**Do this:** Format only the lines from the one containing "Each instance of the woman's" through the one containing "pixel 557 76", both ends included, as a JSON list of strings with one string per line and any blank lines left out.

**Entries shown:**

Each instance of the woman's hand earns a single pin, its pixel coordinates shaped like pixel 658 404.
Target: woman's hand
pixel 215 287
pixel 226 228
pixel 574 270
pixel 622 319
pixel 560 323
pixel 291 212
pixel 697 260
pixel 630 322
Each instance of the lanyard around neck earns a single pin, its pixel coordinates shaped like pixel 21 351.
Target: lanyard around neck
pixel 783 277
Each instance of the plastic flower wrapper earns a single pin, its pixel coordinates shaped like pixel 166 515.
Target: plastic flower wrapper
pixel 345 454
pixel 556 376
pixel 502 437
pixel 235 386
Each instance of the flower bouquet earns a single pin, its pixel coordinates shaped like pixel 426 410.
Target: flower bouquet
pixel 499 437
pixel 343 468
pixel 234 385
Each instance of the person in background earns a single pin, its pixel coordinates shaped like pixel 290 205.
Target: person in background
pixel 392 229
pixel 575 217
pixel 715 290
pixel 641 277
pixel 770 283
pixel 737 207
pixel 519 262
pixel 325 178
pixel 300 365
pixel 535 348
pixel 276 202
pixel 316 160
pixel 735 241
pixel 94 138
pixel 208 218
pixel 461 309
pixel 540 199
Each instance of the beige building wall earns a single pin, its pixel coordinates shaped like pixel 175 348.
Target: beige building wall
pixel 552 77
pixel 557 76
* * *
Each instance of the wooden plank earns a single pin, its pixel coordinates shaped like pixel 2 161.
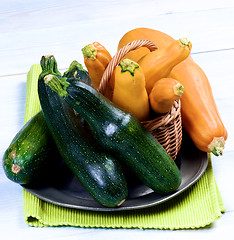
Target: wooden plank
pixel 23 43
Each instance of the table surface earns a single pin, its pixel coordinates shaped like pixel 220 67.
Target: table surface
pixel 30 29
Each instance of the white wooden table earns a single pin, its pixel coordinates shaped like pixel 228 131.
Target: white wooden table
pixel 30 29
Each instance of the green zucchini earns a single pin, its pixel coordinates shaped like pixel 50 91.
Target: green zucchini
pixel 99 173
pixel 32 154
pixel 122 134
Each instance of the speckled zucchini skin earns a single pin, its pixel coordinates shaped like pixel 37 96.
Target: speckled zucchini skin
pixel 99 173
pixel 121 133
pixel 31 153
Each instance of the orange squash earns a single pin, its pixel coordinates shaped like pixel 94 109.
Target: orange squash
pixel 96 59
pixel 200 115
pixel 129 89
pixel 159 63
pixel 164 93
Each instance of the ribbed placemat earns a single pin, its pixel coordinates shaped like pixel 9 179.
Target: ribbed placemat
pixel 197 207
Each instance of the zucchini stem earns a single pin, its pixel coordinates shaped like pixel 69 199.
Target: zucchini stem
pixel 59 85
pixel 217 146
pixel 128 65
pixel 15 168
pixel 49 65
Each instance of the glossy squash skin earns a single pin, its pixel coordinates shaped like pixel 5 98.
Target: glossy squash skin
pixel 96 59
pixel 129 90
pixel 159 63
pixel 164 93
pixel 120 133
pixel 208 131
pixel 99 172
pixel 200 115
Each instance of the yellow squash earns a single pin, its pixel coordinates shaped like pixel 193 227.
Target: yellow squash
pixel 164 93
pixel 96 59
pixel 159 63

**Solution for this problem:**
[
  "Each instance of the woman's hand earns a single pin, its pixel coordinates shaped like pixel 658 404.",
  "Target: woman's hand",
  "pixel 215 287",
  "pixel 226 228",
  "pixel 574 270",
  "pixel 622 319",
  "pixel 560 323",
  "pixel 291 212",
  "pixel 697 260",
  "pixel 630 322",
  "Each instance of the lanyard around neck earns a single pin, its pixel coordinates shaped like pixel 21 351.",
  "Target: lanyard around neck",
  "pixel 783 277",
  "Each instance of the plastic flower wrapper earns a single pin, its pixel coordinates shaped like pixel 166 515.",
  "Target: plastic flower wrapper",
  "pixel 345 454",
  "pixel 556 376",
  "pixel 502 437",
  "pixel 235 386",
  "Each instance of the flower bouquet earns a single pin, its pixel coordinates shaped like pixel 426 410.",
  "Target: flower bouquet",
  "pixel 499 437",
  "pixel 343 468",
  "pixel 234 385",
  "Each instance of the person in background earns a single pin, its pixel coordinates shaped like pixel 290 205.",
  "Target: person in background",
  "pixel 392 229",
  "pixel 575 217",
  "pixel 715 290",
  "pixel 641 277",
  "pixel 770 283",
  "pixel 737 207",
  "pixel 519 262",
  "pixel 325 178",
  "pixel 300 365",
  "pixel 535 348",
  "pixel 276 202",
  "pixel 316 160",
  "pixel 735 241",
  "pixel 94 138",
  "pixel 208 218",
  "pixel 461 309",
  "pixel 540 199",
  "Each instance of the beige building wall earns a single pin, its pixel coordinates shaped like pixel 175 348.",
  "Target: beige building wall",
  "pixel 552 77",
  "pixel 557 76"
]